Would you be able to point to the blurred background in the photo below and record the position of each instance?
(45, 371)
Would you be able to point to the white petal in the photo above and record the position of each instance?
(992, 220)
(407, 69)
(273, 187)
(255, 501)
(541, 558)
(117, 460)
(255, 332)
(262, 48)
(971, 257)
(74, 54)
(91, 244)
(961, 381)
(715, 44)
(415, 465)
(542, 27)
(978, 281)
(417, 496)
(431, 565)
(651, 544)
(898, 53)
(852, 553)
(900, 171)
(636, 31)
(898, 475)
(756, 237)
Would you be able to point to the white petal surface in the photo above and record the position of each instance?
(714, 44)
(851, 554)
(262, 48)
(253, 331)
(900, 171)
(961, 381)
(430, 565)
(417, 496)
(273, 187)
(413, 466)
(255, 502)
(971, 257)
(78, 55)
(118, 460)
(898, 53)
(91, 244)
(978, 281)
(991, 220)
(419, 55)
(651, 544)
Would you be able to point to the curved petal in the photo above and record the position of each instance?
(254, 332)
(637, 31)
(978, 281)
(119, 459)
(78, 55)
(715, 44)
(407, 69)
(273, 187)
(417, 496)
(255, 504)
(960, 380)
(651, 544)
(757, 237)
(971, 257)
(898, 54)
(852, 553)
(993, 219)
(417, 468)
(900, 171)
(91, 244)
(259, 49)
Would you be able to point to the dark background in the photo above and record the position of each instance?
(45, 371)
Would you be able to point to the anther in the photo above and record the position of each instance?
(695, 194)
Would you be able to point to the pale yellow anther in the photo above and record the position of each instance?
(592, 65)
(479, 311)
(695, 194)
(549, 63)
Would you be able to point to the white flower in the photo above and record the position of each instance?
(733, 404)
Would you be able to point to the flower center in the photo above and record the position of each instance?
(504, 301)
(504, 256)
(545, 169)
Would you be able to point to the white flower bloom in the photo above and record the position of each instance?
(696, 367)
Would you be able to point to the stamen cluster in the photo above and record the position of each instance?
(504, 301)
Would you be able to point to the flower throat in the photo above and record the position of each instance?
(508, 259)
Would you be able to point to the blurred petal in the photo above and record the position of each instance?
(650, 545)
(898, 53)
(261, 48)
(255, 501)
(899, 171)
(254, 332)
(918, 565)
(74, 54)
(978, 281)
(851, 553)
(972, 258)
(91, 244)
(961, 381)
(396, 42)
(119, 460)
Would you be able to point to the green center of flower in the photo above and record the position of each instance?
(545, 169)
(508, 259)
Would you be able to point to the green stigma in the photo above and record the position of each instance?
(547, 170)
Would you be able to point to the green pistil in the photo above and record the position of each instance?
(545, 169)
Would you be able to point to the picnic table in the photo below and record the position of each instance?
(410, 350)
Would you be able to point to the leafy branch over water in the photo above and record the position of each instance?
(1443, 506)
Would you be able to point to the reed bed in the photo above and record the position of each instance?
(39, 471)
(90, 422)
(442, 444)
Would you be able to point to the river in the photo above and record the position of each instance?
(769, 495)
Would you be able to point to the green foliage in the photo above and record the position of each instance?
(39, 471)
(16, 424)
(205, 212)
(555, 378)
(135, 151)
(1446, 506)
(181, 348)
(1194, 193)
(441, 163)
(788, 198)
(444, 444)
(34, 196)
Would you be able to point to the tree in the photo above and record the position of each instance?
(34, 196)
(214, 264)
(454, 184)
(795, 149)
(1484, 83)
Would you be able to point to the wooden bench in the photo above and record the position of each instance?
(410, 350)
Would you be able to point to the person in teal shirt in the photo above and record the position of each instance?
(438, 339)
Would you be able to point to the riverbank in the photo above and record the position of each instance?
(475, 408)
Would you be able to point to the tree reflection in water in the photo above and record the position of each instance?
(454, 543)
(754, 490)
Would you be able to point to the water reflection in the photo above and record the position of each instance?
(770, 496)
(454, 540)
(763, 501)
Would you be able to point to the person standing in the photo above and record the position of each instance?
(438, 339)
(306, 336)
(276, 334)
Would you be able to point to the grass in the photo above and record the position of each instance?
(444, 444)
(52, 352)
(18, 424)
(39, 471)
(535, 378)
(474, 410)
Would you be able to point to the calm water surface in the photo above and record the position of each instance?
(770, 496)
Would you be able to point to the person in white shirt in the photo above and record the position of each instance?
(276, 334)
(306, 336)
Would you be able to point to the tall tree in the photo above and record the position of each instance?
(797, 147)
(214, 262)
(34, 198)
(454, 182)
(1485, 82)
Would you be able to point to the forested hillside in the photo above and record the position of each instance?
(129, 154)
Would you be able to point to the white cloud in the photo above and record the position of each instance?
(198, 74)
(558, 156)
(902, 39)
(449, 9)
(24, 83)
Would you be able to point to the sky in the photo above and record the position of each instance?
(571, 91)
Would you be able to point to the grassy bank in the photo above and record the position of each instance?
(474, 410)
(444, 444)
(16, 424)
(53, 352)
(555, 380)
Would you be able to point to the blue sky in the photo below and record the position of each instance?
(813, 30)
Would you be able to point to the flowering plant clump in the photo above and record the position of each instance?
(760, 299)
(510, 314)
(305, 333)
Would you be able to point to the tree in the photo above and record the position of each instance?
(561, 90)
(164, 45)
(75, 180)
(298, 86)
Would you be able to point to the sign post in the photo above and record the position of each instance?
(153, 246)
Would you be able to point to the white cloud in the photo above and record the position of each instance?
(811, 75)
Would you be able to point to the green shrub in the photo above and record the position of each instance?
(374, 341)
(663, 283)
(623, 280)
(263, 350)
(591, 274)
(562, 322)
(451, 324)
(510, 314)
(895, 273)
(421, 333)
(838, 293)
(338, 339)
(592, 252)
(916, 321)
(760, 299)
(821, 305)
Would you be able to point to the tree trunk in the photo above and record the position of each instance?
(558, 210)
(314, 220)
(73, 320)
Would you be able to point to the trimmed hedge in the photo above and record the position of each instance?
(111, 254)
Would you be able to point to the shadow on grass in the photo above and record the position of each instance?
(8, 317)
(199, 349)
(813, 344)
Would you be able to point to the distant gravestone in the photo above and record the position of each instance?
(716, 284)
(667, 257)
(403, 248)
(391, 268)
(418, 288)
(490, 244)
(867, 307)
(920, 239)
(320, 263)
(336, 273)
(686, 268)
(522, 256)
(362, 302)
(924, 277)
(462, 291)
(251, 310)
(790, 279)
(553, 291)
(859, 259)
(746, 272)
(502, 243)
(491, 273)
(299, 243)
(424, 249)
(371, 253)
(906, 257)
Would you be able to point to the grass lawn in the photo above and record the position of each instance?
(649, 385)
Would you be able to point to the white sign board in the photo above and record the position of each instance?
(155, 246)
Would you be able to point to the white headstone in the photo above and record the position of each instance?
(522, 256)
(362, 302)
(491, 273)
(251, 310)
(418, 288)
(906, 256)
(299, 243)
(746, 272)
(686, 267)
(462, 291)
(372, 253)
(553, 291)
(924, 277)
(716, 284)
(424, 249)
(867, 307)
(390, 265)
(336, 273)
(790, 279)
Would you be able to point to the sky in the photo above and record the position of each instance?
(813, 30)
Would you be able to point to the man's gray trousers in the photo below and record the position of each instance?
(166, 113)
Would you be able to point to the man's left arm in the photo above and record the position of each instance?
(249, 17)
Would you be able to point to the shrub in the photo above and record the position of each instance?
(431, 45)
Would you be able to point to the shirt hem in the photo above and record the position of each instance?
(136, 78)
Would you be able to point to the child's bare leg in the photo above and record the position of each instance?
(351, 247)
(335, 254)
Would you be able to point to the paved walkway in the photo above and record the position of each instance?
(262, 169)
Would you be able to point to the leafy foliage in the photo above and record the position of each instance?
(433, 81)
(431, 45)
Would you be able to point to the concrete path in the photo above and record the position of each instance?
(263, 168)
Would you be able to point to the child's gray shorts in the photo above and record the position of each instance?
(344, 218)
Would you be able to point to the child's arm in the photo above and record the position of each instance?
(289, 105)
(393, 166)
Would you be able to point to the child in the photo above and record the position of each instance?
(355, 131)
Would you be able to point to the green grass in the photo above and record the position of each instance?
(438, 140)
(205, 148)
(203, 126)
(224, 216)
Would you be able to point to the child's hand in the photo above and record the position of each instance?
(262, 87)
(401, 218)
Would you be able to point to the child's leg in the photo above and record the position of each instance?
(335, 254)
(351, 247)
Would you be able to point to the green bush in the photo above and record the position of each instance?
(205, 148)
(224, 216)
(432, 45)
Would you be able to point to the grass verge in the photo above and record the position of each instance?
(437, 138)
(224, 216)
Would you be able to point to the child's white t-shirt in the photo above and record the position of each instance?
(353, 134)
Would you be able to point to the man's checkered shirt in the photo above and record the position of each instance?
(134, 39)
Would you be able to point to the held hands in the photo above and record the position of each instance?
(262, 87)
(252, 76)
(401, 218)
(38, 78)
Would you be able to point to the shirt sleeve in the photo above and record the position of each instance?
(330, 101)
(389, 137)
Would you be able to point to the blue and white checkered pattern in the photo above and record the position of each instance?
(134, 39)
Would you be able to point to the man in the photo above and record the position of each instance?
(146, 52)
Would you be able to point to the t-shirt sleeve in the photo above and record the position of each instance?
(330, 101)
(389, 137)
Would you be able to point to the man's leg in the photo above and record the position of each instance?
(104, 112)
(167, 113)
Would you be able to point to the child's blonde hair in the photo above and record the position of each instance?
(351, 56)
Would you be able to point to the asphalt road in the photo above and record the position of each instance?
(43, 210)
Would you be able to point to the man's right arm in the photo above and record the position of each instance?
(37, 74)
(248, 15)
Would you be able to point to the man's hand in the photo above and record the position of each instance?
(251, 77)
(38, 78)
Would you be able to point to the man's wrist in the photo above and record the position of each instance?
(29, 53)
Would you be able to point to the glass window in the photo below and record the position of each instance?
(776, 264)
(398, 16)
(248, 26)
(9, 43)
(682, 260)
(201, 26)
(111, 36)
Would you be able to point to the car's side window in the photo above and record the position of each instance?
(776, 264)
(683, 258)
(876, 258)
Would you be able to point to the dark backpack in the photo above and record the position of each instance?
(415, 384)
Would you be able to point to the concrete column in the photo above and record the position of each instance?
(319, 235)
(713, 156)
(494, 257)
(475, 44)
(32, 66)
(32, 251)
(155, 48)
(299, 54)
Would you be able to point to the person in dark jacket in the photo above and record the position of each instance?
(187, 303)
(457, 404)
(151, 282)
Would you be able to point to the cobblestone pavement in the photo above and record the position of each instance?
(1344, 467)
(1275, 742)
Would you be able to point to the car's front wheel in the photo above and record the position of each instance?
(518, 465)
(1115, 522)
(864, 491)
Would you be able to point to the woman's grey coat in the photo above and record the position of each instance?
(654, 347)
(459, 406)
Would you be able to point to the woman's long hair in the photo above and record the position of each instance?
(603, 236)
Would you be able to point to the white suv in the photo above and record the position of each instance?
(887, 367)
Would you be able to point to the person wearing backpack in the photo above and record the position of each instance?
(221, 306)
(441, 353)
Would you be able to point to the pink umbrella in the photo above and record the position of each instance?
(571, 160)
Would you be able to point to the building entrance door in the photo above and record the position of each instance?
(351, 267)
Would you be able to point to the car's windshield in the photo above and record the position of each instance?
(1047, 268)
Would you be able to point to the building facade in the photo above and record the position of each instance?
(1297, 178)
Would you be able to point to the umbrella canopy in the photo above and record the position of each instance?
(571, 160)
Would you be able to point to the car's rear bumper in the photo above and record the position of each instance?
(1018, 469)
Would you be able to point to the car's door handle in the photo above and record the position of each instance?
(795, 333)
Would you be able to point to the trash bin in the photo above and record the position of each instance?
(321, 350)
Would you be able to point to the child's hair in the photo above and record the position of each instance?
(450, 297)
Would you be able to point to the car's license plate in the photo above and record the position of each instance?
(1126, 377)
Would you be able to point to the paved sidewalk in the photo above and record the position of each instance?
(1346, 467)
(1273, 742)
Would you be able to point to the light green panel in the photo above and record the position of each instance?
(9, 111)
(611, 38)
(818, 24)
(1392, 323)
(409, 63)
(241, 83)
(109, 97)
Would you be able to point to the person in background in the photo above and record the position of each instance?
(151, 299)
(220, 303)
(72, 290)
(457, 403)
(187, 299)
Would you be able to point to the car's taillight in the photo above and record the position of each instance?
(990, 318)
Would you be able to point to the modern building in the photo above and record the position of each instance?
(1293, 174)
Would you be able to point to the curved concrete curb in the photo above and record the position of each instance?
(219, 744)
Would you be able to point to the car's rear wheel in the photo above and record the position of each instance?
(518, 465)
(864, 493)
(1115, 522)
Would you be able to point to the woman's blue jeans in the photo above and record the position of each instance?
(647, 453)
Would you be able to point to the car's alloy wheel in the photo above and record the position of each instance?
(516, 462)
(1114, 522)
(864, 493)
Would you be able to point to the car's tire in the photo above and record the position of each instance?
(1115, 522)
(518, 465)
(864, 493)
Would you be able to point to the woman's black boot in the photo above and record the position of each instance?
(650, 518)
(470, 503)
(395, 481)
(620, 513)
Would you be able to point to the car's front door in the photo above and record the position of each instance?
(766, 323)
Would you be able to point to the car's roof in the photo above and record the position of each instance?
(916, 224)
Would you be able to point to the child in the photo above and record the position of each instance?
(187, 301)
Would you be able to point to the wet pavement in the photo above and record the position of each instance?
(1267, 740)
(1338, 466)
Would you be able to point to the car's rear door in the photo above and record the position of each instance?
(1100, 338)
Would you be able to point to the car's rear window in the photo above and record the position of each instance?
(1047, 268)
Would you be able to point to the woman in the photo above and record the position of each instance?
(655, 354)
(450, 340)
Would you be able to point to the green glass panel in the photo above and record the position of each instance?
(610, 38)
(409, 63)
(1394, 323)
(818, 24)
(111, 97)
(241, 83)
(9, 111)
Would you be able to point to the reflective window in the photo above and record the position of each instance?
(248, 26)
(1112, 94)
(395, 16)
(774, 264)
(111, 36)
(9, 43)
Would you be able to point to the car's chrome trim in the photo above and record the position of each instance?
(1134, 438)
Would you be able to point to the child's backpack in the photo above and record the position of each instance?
☆ ☆ ☆ ☆
Your objective
Copy out the rows above word for word, everything from the line containing "Would you be able to point to the concrete column" down to the line containing "(1275, 742)", both of those lines included.

Solution to this task
Would you be able to point to the concrete column in the photo above and record the position of each instance?
(319, 235)
(713, 156)
(494, 257)
(475, 44)
(32, 66)
(32, 251)
(155, 48)
(299, 54)
Would you be able to point to the person in dark jacket in the photo above and record the position of each instance?
(187, 303)
(457, 404)
(151, 282)
Would you be able to point to the cobblestone pavement in the photo above and record the position of each instance?
(1344, 467)
(1275, 742)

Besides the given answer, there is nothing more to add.